» **WHAT IS NEEDED**
Repeat word for word the part of the passage on extubation responses that opens with the words containing "Lignocaine (2%) has" and closes with "patients undergoing craniotomies.".

Endotracheal intubation is an integral part of modern anesthesia techniques for major surgical procedures. Both intubation and extubation are associated with various cardiovascular and airway responses leading to tachycardia, hypertension, arrhythmias, myocardial ischemia, coughing, agitation, bronchospasm, increased bleeding, raised intracranial and intraocular pressure.1 These transitory changes are of little consequences in healthy patients going for general surgical procedures, but could be of major concern for the anesthesiologist in patients especially with intracerebral space occupying lesions (ICSOL), where a sudden hypertension during or in immediate post-extubation phase could lead to raised cerebral blood flow (CBF), intracranial pressure (ICP) and decreased cerebral perfusion pressure (CPP) resulting in increased intracranial bleeding, high morbidity and mortality.2
About 76-96% incidence of post-extubation coughing has been reported in the literature.1 Much attention has been paid to attenuate these changes during intubation when compared with extubation. Intratracheal local anaesthetic instillation,3 intracuff lignocaine,4 intravenous 2% lignocaine,5 prostaglandin-E16 and verapamil7 have been used to attenuate these haemodynamic and respiratory responses during extubation in the past but with certain limitations.
Recently dexmedetomidine, a potent α2-adrenoreceptor agonist has been used to facilitate extubation in surgical intensive care unit,8 but its role in the attenuation of hemodynamic and airway reflexes during extubation in general anesthesia is still scarce. A single dose of dexmedetomidine has been found effective in attenuation of the airway and circulatory reflexes during extubation.9 Avoidance of coughing during skull pin removal and during extubation is a desired prerequisite of every neurosurgical anesthetic.
Lignocaine (2%) has long been used to modulate unwanted airway and circulatory reflexes, via intravenous (IV) injection endotracheal cuff inflation, intratracheal (IT) instillation tube lubrication and aerosolized form.10, 11 However, IV 2% lignocaine is short acting.
Hence we decided to compare a bolus dose of dexmedetomidine 0.5mcg/kg/hr to a normal dose of 1.5mg/kg preservative free 2% lignocaine for extubation in patients undergoing craniotomies.

» **Natural-language object grounding rows**

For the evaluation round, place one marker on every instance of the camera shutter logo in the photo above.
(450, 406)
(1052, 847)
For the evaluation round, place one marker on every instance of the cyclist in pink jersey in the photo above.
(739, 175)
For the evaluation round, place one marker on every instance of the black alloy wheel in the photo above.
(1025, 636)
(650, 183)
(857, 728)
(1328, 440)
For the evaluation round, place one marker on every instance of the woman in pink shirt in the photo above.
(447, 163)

» **ANSWER TO THE PROBLEM**
Lignocaine (2%) has long been used to modulate unwanted airway and circulatory reflexes, via intravenous (IV) injection endotracheal cuff inflation, intratracheal (IT) instillation tube lubrication and aerosolized form.10, 11 However, IV 2% lignocaine is short acting.
Hence we decided to compare a bolus dose of dexmedetomidine 0.5mcg/kg/hr to a normal dose of 1.5mg/kg preservative free 2% lignocaine for extubation in patients undergoing craniotomies.